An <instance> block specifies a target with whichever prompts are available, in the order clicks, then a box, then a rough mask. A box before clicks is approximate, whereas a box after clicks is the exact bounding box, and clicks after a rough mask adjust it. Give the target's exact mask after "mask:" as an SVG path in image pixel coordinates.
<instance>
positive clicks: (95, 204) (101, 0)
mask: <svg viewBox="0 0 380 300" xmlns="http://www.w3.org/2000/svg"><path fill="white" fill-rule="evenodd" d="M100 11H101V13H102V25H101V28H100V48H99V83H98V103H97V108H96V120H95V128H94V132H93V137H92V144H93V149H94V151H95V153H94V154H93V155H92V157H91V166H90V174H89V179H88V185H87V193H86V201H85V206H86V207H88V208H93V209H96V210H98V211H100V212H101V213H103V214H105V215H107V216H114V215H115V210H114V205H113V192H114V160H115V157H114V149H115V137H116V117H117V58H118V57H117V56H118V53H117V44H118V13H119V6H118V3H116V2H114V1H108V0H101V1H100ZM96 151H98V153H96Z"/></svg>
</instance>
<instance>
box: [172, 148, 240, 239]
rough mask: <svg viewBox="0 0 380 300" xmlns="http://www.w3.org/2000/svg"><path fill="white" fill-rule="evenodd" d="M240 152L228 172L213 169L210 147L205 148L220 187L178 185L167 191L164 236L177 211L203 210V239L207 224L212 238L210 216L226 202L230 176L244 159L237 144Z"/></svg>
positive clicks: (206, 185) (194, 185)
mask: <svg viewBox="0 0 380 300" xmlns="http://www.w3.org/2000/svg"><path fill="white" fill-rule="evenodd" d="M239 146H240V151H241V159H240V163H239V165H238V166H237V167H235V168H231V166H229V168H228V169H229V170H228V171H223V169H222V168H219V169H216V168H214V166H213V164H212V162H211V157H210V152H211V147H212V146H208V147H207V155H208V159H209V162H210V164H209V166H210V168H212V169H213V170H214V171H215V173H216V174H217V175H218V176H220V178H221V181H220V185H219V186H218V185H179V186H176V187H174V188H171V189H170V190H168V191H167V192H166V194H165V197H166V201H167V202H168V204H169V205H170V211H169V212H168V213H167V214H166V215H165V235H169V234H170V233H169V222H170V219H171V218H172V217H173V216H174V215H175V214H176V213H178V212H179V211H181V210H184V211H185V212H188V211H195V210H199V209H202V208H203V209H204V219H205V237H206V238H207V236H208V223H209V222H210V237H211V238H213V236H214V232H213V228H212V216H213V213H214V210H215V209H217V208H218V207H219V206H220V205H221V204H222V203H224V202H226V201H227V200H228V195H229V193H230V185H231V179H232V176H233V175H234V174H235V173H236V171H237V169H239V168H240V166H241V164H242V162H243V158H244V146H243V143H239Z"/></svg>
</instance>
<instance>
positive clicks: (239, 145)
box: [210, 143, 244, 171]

WORK ITEM:
All entries above need to be copied verbatim.

RESPONSE FOR THIS EXERCISE:
An <instance> block specifies a target with whichever prompts are available, in the order clicks, then a box, then a rough mask. A box before clicks is approximate, whereas a box after clicks is the exact bounding box, and clicks after a rough mask adjust it. Give the target's exact mask after "mask:" as an SVG path in image pixel coordinates.
<instance>
positive clicks: (95, 204) (101, 0)
mask: <svg viewBox="0 0 380 300" xmlns="http://www.w3.org/2000/svg"><path fill="white" fill-rule="evenodd" d="M100 11H101V13H102V25H101V28H100V48H99V83H98V103H97V108H96V120H95V128H94V132H93V137H92V144H93V149H94V151H95V153H94V154H93V155H92V157H91V166H90V174H89V179H88V185H87V193H86V201H85V206H86V207H88V208H93V209H96V210H98V211H100V212H101V213H103V214H105V215H107V216H114V215H115V210H114V205H113V192H114V160H115V157H114V149H115V137H116V117H117V58H118V57H117V56H118V53H117V44H118V13H119V6H118V3H116V2H114V1H108V0H101V1H100ZM96 151H98V153H96Z"/></svg>
</instance>
<instance>
box: [172, 148, 240, 239]
rough mask: <svg viewBox="0 0 380 300" xmlns="http://www.w3.org/2000/svg"><path fill="white" fill-rule="evenodd" d="M240 152L228 172L213 169L210 147L205 148L220 187L178 185L167 191L164 236L177 211L203 210V239L207 224L212 238L210 216L226 202L230 176L244 159L237 144Z"/></svg>
positive clicks: (206, 185) (194, 185)
mask: <svg viewBox="0 0 380 300" xmlns="http://www.w3.org/2000/svg"><path fill="white" fill-rule="evenodd" d="M239 146H240V151H241V159H240V163H239V165H238V166H237V167H235V168H231V166H229V168H228V169H229V170H228V171H223V169H222V168H219V169H216V168H214V166H213V164H212V162H211V157H210V152H211V147H212V146H208V147H207V155H208V159H209V162H210V164H209V166H210V168H212V169H213V170H214V171H215V173H216V174H217V175H218V176H220V178H221V181H220V185H219V186H218V185H179V186H176V187H174V188H171V189H170V190H168V191H167V192H166V194H165V197H166V201H167V202H168V204H169V205H170V211H169V212H168V213H167V214H166V215H165V235H169V234H170V233H169V222H170V219H171V218H172V217H173V216H174V215H175V214H176V213H178V212H179V211H181V210H184V211H185V212H188V211H195V210H199V209H202V208H203V209H204V219H205V237H206V238H207V236H208V223H209V222H210V237H211V238H213V236H214V232H213V228H212V216H213V213H214V210H215V209H217V208H218V207H219V206H220V205H221V204H222V203H224V202H226V201H227V200H228V195H229V193H230V185H231V179H232V176H233V175H234V174H235V173H236V171H237V169H239V168H240V166H241V164H242V162H243V158H244V146H243V143H239Z"/></svg>
</instance>
<instance>
positive clicks: (239, 145)
box: [210, 143, 244, 171]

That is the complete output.